MATERIAL SUPPLIED Start Marker

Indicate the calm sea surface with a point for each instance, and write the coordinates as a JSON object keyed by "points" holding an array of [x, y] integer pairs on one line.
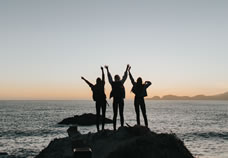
{"points": [[26, 127]]}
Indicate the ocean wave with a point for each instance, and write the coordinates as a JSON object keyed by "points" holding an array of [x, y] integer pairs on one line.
{"points": [[221, 135], [27, 133]]}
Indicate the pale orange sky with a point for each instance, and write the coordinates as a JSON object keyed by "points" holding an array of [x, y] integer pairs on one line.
{"points": [[181, 47]]}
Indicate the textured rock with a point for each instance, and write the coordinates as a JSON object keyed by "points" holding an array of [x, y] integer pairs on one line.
{"points": [[132, 142]]}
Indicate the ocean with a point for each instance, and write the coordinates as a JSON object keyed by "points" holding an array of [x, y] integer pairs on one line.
{"points": [[26, 127]]}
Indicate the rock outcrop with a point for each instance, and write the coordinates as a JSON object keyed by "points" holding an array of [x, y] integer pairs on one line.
{"points": [[131, 142], [83, 120]]}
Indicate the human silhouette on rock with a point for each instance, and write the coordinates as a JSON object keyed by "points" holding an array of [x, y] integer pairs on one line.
{"points": [[118, 94], [99, 97], [139, 89]]}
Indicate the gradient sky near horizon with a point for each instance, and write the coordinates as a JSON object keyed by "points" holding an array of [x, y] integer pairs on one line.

MATERIAL SUPPLIED End Marker

PROBLEM REQUIREMENTS: Your answer must be the records above, word for word, with no pictures.

RESPONSE AREA:
Indicate the calm sea surface with a point for each instance, and write the coordinates as a JSON object keyed by "points" holding an array of [x, y] integer pairs on one line.
{"points": [[26, 127]]}
Indicate the ocean wave with a point for each instance, and write the coordinates as a JSON object keyed by "points" holding an array of [x, y] integer pairs on one line.
{"points": [[221, 135], [27, 133]]}
Indicate the pale orange sky with a point for each instance, and write the coordinates as a JSON object keyed by "points" holding an array of [x, y] integer pairs on one line.
{"points": [[181, 47]]}
Indicate the textured rock with a point for each instance, and write the coordinates as a JSON object keyed by "points" holding an array of [x, y] integer pairs on one line.
{"points": [[132, 142]]}
Indicate the ocean with a point for each instance, and write the coordinates as a JSON object keyed by "points" holding an array of [x, y] integer pairs on one line.
{"points": [[26, 127]]}
Indicate the rock outcrop with a point for each instance, and write the coordinates as a JSON object keyed by "points" holding an array of [x, y] integer pairs on one line.
{"points": [[131, 142], [83, 120]]}
Indicate the human silhouette on rock with a point for each instance, and write the coordinates as a JSON object keyed by "points" holding an array of [x, y] integer pairs on one line.
{"points": [[118, 94], [99, 97], [139, 89]]}
Indicate the gradient sky near horizon with a point for each instance, and write the coordinates as a JSON object keyed by "points" holding an array of [x, y] integer pairs on one line.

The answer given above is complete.